----- DATA

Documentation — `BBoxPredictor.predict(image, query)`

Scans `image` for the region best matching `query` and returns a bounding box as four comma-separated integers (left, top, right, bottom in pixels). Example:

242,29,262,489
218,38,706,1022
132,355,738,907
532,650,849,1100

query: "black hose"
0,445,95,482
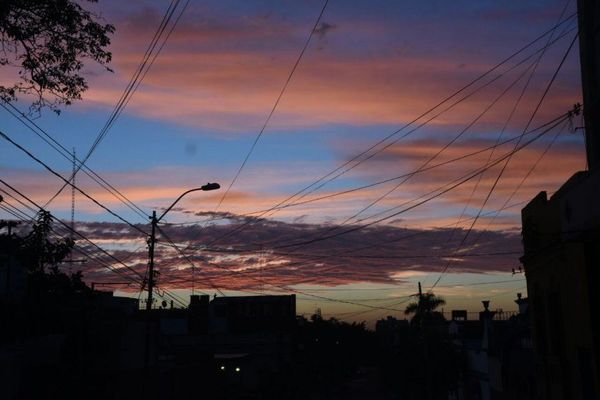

----------

→ TASK DESCRIPTION
Reproduce the data above with "bounding box" replaced by "rectangle" and everything else kept as is. Leave out the pictures.

→ RESULT FOR THIS EXERCISE
Documentation — `BBoxPredictor.predict(image, query)`

Scans `image` for the region best matching `query` and returns a rectangle as four comma-separated integers (left, top, right, bottom in pixels). Example:

242,29,262,489
218,38,706,1022
132,355,738,907
532,650,849,1100

query: "black hose"
0,445,95,482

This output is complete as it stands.